Reading passage:
If it is his kidneys then although there are things you can do to help, the damage already done cannot be reversed. Fortekor helps by lowering the systemic blood pressure and the protein levels excreted thus decreasing the workload on the kidney. It can also increase the appetite. If he also has high blood pressure then this could be damaging his retinas so his vision may have a part to play.
If you've only just begun to notice him drinking from his bowl then chances are he has excessive thirst. Its sometimes useful to measure water intake over 24 hrs though this usually proves impossible in cats as most prefer to drink from dirty puddles outside!!


----------



## Kimmy173 (Aug 2, 2007)

to me sounds like it could be a problem with his sight. If he's not seeing properly and you move suddenly it'd startle him and if he can't see shapes as good as he used to he could be frightened and fight in self defence. Does he make a noise when he attacks? Does he raise his heckles or anything aggressive. Flattening his ears? or is it really quick and almost a reaction to your movements? 

I'd deffo say a trip to the vets though for a check up. An older animal needs a check up now and again for problems.


----------



## freekygeeky (May 25, 2007)

Kimmy173 said:


> to me sounds like it could be a problem with his sight. If he's not seeing properly and you move suddenly it'd startle him and if he can't see shapes as good as he used to he could be frightened and fight in self defence. Does he make a noise when he attacks? Does he raise his heckles or anything aggressive. Flattening his ears? or is it really quick and almost a reaction to your movements?
> 
> I'd deffo say a trip to the vets though for a check up. An older animal needs a check up now and again for problems.



he hisses and makes that growling scarey noise..

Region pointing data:
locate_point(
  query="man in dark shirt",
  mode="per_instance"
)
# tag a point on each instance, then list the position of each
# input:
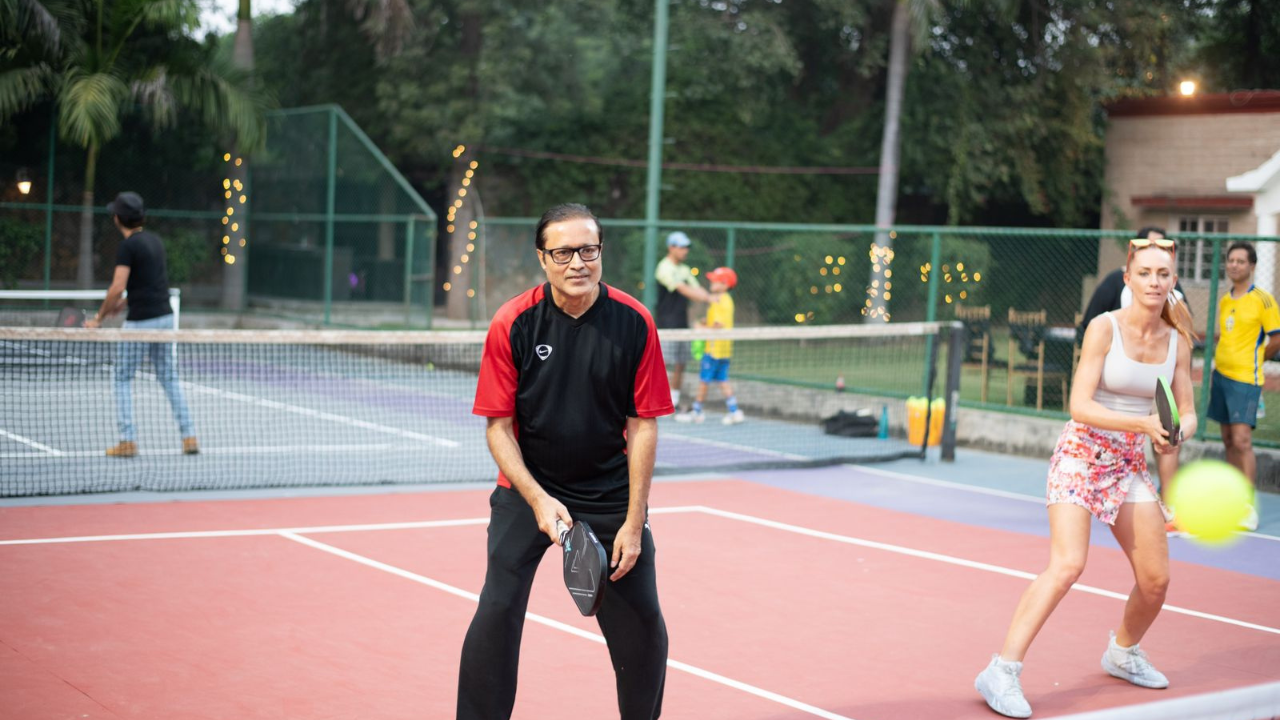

Prompt A:
List every effect of Fortekor named in the cat forum thread.
Prompt B:
According to the cat forum thread, what could high blood pressure be damaging in the cat?
Prompt C:
Please write the next part of the cat forum thread, continuing on from its last line.

Output A:
- Lowers the systemic blood pressure
- Lowers the protein levels excreted
- Decreases the workload on the kidney
- Can increase the appetite

Output B:
His retinas.

Output C:
he went in agust time for his teeth, and about 2 years before that for a check up for his artheritus and bleeding from his ''penis''... he was kicked.. GR
his eyes are a lil cloudy, but have been liek that for a while...


----------



## Kimmy173 (Aug 2, 2007)

It's a reflexive thing then I'd say. The scary noise is a don't come near me because I'm strong noise, If he was the one attacking out of anger or spite he wouldn't make the noise first. It's a warning, cats often use it if another cat comes onto their patch. A warning like: im here so back off. If his eyes are cloudy then I'd deffo see a vet because could be cataracts or some other form of eye problem. But I'm almost 100% convinced it's in his eyes. Could be his kidneys as well but just my opinion. Have you made an appointment to see the vet?


----------



## freekygeeky (May 25, 2007)

thank you very much 
havent yet as dad isnt home and i need him to take me, vet is too far to walk/no buses that way. but he will be going this week or early next week, maybe monday  than you everypone.


Kimmy173 said:


> It's a reflexive thing then I'd say. The scary noise is a don't come near me because I'm strong noise, If he was the one attacking out of anger or spite he wouldn't make the noise first. It's a warning, cats often use it if another cat comes onto their patch. A warning like: im here so back off. If his eyes are cloudy then I'd deffo see a vet because could be cataracts or some other form of eye problem. But I'm almost 100% convinced it's in his eyes. Could be his kidneys as well but just my opinion. Have you made an appointment to see the vet?


----------



## freekygeeky (May 25, 2007)

he iss going to the vets on monday 
i am also gettign them to have a look at his chin.. recently its been loosing hair..
and i just had a look - its hard to get close to a scarey grumpy cat = 
but its all fat and puffy - a lil infected maybe.. with big fat white boils/spots?...with some bloddy patches too.. hmm..
poor thing, everythign is goign wrong for him!!


----------



## feorag (Jul 31, 2007)

freekygeeky said:


> i am also gettign them to have a look at his chin.. recently its been loosing hair..
> and i just had a look - its hard to get close to a scarey grumpy cat =
> but its all fat and puffy - a lil infected maybe.. with big fat white boils/spots?...with some bloddy patches too.. hmm..
> poor thing, everythign is goign wrong for him!!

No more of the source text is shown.